• Extracted text:
* * * * * * * * *
The first part of the text examines dynamical systems on a finite-dimensional space, where each coordinate represents a species. Thus, the chapter offers glance at differential equations, concentrating on equations which arise in population dynamics. The text points out the relations between the formulation of the equations and the reflected behaviour of the different species. The interpretation of characteristics of the resulting solutions is then examined. The equations and concepts analyzed in this category include the logistic equation, Lotka-Volterra systems, cooperative versus competitive systems, \(\omega\)-limit sets, Poincaré-Bendixson theorem, cyclic phenomena, chaotic dynamics.
Part two introduces game-theoretic considerations. It starts with basic notions of games in normal form, and then shifts to the more involved framework of repeating and evolutionary games. The prime game theoretic concept in this framework is the Nash equilibrium, which is quite transparent when a game is finitely repeated, but its reflection on dynamic games is far from being agreed upon. The chapter offers little about classical game theory, and concentrates on the dynamical aspects. The text introduces and analyses notions of stable equilibria. Strategies leading to such equilibria are examined. Replicator dynamics, the relatively new development offered in the text, is a behavioral law within which the species try, roughly, to repeat evolutionary success. The text examines the effect of such dynamics in several situations. Other behavioral laws such the best response, adjustment rules and adaptive dynamics are examined. The latter concept is dealt with in detail, including prisoner dilemma like games in various situations.
* * * * * * * * *
• Task requirements:
Copy out, word for word, the stretch of the passage on population dynamics and game theory from "The first part" through "phenomena, chaotic dynamics.".

• Recorded data:
* * * * * * * * *
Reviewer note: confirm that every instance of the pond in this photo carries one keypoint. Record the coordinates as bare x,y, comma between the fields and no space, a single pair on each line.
* * * * * * * * *
• Response:
The first part of the text examines dynamical systems on a finite-dimensional space, where each coordinate represents a species. Thus, the chapter offers glance at differential equations, concentrating on equations which arise in population dynamics. The text points out the relations between the formulation of the equations and the reflected behaviour of the different species. The interpretation of characteristics of the resulting solutions is then examined. The equations and concepts analyzed in this category include the logistic equation, Lotka-Volterra systems, cooperative versus competitive systems, \(\omega\)-limit sets, Poincaré-Bendixson theorem, cyclic phenomena, chaotic dynamics.